* Problem description
Reproduce all the lines below exactly and omit the images.

* Excerpted records
((
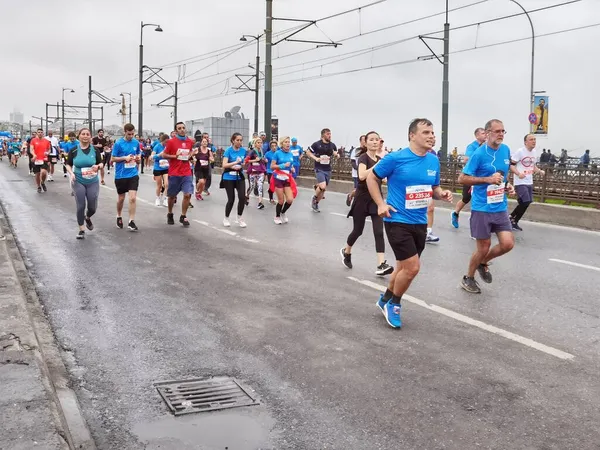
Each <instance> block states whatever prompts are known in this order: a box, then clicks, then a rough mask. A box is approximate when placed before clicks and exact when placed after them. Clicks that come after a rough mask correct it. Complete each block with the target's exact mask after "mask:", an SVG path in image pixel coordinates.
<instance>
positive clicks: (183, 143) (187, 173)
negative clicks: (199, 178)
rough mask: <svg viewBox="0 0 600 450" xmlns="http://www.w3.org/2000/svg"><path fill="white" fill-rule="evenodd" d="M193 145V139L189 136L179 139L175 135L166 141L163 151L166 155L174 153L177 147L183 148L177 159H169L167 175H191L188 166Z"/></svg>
mask: <svg viewBox="0 0 600 450" xmlns="http://www.w3.org/2000/svg"><path fill="white" fill-rule="evenodd" d="M193 147H194V141H192V140H191V139H190V138H186V139H185V140H184V141H182V140H181V139H179V138H178V137H177V136H175V137H174V138H171V139H169V140H168V141H167V144H166V145H165V150H164V152H165V153H166V154H167V155H176V154H177V151H178V150H179V149H181V150H183V152H182V154H180V155H179V156H178V157H177V159H169V175H172V176H176V177H186V176H191V175H192V168H191V166H190V156H191V154H192V148H193Z"/></svg>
))
* Solution
Each <instance> block states whatever prompts are known in this order: a box, then clicks, then a rough mask. A box is approximate when placed before clicks and exact when placed after them. Clicks that come after a rough mask correct it. Complete each block with the target's exact mask after "mask:", an SVG path in image pixel coordinates.
<instance>
positive clicks: (183, 143) (187, 173)
negative clicks: (199, 178)
rough mask: <svg viewBox="0 0 600 450" xmlns="http://www.w3.org/2000/svg"><path fill="white" fill-rule="evenodd" d="M193 145V139L189 136L179 139L175 135L166 141L163 151L166 155L174 153L177 147L183 148L177 159H169L167 175H191L188 166Z"/></svg>
mask: <svg viewBox="0 0 600 450" xmlns="http://www.w3.org/2000/svg"><path fill="white" fill-rule="evenodd" d="M193 147H194V141H192V140H191V139H190V138H186V139H185V140H184V141H182V140H181V139H179V138H178V137H177V136H175V137H174V138H171V139H169V140H168V141H167V144H166V145H165V150H164V152H165V153H166V154H167V155H176V154H177V151H178V150H179V149H181V150H183V152H182V154H180V155H179V156H178V157H177V159H169V175H172V176H176V177H186V176H191V175H192V168H191V166H190V156H191V154H192V148H193Z"/></svg>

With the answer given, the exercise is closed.